• **What you need to do**
1. In the report on exercise and physical function in older women, copy the text between "The study included" and "0.01–0.39; p<0.05) OSO.", inclusive.
2. According to the report on exercise and physical function in older women, what method was used to measure the participants' body composition?

• **Exercise passage**
Physical activity protects against functional decline in elderly women
Exercise may help preserve physical function among older women with or without osteosarcopenic obesity (OSO), a recent study has found.
The study included 152 older women (aged ≥60 years), in whom body composition was measured using dual energy X-ray absorptiometry. Physical tests―such as the static balance, the chair stand, and the 4-m walking tests―were used to evaluate physical function. Functional capacity and engagement in physical activity (PA) were obtained from self-reports.
Researchers found a significant and inverse correlation between scores on the short physical performance battery (SPPB) and physical activity during leisure time. This interaction was observed in those with (β, 0.94. 95 percent confidence interval [CI], 0.37–1.50; p<0.05) or without (β, 0.20, 95 percent CI, 0.01–0.39; p<0.05) OSO.
In participants with OSO, the correlation remained significant even after adjusting for age, depression, hypertension, body mass index, income, and surgery (β, 0.88, 95 percent CI, 0.31–1.46; p<0.05).
Similarly, leisure-time exercise also correlated with better dependence in activities of daily living, both in participants with (β, –1.13, 95 percent CI, –1.73 to –0.53; p<0.01) and without (β, –0.24, 95 percent CI, –0.42 to –0.06; p<0.05) OSO. In both subgroups, this remained true even after controlling for confounders.
Moreover, total habitual exercise also led to better dependence in both patient subgroups and in both unadjusted and adjusted analyses.
“Preventive measures such as the participation of this public in places that supervise and offer the practice of exercises directed to maintenance of functional capacity can contribute to the quality of life of this population,” researchers said.

• **Entries supplied**
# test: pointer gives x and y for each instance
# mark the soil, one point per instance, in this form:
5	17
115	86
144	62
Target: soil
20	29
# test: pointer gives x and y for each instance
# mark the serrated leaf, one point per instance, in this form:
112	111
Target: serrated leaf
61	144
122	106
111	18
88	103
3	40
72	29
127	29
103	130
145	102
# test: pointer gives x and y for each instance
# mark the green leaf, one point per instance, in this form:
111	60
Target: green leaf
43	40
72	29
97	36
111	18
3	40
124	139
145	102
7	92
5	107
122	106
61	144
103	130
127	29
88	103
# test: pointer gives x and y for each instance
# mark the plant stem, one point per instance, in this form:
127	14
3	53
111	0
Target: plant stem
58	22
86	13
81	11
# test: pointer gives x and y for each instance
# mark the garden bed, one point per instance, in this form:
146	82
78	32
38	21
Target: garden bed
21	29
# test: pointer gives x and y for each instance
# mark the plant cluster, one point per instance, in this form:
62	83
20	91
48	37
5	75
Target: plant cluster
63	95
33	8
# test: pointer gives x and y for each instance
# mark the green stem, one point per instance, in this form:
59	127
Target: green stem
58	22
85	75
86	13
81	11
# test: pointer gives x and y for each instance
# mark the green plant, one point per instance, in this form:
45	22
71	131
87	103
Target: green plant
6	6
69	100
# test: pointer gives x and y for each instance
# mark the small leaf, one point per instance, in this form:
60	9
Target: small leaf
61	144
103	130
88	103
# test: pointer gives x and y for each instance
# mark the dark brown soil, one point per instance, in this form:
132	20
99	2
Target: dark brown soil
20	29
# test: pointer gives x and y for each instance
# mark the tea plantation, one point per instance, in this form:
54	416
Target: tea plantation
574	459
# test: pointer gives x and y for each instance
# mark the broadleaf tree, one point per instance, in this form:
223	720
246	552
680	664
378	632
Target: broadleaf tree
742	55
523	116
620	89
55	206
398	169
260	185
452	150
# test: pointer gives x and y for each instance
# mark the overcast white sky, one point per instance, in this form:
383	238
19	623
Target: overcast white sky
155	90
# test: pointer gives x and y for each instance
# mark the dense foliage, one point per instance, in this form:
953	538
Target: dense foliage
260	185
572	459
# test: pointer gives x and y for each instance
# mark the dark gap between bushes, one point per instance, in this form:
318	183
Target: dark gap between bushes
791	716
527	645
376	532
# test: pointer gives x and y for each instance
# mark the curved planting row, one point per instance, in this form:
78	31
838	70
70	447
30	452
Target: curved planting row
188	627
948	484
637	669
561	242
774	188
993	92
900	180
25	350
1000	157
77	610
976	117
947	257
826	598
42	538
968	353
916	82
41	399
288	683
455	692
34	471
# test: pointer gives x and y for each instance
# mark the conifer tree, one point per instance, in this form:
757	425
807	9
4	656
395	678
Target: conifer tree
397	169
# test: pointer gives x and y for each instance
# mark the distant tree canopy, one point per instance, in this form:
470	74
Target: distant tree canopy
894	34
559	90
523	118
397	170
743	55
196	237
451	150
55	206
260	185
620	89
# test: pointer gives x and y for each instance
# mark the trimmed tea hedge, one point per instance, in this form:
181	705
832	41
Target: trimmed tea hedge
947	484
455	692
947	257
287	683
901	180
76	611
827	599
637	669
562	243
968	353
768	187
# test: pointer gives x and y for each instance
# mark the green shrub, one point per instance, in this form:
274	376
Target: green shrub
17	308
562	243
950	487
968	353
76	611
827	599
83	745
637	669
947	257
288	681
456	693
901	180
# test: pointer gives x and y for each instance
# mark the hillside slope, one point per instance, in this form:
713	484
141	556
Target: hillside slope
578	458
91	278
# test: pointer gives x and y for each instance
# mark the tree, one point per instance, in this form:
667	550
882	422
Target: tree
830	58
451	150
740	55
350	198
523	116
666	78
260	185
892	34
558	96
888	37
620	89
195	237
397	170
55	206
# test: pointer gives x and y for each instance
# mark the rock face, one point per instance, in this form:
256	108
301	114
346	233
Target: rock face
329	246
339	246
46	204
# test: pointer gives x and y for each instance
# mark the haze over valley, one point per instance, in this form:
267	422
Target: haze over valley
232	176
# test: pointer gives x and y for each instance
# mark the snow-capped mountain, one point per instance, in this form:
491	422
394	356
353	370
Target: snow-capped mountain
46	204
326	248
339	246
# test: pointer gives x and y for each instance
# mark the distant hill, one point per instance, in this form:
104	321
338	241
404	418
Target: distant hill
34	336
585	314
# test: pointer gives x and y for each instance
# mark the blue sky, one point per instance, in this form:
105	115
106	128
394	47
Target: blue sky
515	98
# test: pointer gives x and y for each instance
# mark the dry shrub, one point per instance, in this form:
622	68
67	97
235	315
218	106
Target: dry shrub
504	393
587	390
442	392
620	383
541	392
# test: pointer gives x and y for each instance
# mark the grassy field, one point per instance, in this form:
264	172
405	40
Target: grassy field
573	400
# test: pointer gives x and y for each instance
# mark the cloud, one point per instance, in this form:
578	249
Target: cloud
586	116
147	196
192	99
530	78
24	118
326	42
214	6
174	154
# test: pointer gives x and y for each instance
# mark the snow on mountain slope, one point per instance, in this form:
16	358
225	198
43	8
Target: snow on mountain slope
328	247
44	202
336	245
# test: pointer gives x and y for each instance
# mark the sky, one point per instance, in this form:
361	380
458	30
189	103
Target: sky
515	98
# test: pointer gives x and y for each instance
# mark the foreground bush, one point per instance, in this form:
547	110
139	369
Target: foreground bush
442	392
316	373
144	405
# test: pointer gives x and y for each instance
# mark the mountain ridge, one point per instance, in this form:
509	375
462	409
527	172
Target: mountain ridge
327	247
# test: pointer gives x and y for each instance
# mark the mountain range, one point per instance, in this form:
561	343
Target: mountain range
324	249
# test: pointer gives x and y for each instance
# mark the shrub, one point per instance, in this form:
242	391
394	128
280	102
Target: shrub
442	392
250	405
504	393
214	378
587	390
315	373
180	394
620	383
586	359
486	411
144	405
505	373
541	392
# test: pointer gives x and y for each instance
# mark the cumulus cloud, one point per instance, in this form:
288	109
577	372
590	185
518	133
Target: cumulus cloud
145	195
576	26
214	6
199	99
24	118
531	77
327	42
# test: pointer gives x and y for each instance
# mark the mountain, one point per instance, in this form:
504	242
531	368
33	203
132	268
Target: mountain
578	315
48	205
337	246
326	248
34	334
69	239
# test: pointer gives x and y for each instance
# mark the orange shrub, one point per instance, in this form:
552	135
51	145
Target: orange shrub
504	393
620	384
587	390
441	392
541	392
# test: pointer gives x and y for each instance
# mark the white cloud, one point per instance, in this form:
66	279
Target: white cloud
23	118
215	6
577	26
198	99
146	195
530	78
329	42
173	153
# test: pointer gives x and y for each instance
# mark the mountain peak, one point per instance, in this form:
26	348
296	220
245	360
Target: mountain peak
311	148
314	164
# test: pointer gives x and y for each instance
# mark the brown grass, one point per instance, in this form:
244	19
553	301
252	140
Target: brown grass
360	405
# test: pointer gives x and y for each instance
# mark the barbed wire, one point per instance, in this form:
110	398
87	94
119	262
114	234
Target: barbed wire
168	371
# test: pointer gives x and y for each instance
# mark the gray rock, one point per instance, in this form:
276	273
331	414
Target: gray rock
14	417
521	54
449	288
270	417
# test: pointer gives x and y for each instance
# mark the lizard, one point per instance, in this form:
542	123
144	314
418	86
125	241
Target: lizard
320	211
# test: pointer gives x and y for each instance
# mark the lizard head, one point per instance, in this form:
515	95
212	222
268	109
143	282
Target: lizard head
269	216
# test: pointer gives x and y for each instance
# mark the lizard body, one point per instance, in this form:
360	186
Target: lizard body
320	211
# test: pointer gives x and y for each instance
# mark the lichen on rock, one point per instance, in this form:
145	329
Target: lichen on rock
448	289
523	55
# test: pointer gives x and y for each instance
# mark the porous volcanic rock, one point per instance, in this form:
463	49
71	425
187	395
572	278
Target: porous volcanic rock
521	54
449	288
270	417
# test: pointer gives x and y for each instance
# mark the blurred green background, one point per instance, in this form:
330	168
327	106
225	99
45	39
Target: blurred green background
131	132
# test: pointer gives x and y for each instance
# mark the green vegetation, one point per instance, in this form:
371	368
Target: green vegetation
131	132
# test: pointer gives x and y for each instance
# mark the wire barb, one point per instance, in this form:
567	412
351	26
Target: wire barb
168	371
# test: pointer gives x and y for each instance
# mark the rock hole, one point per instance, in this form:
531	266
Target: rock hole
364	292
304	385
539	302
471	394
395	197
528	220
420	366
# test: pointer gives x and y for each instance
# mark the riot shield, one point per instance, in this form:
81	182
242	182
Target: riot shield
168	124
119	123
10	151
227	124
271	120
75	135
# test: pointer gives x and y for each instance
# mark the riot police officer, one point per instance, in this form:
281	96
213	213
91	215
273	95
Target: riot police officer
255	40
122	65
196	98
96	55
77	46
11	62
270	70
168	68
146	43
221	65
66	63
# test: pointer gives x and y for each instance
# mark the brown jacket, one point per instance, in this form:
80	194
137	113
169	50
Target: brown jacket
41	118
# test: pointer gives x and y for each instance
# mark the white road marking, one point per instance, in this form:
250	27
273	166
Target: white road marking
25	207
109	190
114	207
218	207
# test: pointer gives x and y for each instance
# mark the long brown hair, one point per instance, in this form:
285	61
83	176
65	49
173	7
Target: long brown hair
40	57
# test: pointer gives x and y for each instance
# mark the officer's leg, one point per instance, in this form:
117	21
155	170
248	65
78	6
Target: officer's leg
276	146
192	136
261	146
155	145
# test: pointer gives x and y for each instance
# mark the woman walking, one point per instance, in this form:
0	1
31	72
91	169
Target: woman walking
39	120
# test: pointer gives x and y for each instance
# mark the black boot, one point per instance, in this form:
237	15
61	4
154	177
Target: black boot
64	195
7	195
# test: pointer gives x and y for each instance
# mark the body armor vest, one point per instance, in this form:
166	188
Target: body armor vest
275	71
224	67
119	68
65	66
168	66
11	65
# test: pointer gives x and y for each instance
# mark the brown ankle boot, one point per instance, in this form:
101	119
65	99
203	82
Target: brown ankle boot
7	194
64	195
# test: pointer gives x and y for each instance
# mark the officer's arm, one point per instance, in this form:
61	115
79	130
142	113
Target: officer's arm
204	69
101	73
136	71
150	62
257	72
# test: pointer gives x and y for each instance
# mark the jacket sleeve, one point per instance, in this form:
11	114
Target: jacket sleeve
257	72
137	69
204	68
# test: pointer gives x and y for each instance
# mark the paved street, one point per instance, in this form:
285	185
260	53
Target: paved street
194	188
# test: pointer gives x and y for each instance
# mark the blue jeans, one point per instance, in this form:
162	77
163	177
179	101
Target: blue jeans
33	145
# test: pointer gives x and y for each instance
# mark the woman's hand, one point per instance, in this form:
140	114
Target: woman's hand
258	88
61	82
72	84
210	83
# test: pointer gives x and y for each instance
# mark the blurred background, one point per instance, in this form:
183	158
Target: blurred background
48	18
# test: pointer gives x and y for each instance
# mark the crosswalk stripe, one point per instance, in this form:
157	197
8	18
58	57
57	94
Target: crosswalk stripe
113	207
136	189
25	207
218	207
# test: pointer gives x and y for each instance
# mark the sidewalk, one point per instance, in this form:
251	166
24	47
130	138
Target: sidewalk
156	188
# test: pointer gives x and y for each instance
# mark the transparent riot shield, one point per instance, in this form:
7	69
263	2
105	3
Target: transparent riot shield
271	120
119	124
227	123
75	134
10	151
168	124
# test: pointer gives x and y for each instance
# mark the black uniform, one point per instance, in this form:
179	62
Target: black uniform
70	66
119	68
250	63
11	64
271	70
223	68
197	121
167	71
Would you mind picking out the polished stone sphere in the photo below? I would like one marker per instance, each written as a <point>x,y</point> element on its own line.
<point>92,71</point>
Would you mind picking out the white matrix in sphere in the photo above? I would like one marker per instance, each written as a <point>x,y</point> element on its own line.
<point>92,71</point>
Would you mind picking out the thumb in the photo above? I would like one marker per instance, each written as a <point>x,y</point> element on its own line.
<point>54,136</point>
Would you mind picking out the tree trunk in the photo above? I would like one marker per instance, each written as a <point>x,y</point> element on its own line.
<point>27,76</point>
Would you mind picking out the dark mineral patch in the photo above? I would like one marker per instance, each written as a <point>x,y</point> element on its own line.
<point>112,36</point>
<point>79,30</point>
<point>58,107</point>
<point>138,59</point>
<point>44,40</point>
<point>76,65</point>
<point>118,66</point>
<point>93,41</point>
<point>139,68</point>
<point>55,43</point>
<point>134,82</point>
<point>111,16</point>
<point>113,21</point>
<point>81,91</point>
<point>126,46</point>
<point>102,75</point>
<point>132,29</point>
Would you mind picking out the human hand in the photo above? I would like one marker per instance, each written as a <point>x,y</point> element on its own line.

• **Outputs in order**
1.
The study included 152 older women (aged ≥60 years), in whom body composition was measured using dual energy X-ray absorptiometry. Physical tests―such as the static balance, the chair stand, and the 4-m walking tests―were used to evaluate physical function. Functional capacity and engagement in physical activity (PA) were obtained from self-reports.
Researchers found a significant and inverse correlation between scores on the short physical performance battery (SPPB) and physical activity during leisure time. This interaction was observed in those with (β, 0.94. 95 percent confidence interval [CI], 0.37–1.50; p<0.05) or without (β, 0.20, 95 percent CI, 0.01–0.39; p<0.05) OSO.

2. Dual energy X-ray absorptiometry.